What to do:
Return the rows below unchanged, line for line.

(Rows from a point-labeling set)
━━━━━━━━
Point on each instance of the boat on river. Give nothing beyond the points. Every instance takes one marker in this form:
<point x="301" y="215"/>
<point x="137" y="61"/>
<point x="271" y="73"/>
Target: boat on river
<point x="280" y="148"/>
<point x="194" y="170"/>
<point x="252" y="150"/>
━━━━━━━━
Response to the task:
Point on each instance of the boat on river. Give nothing beyond the points. Every instance takes one marker in this form:
<point x="301" y="215"/>
<point x="137" y="61"/>
<point x="271" y="73"/>
Target: boat on river
<point x="280" y="148"/>
<point x="194" y="170"/>
<point x="252" y="150"/>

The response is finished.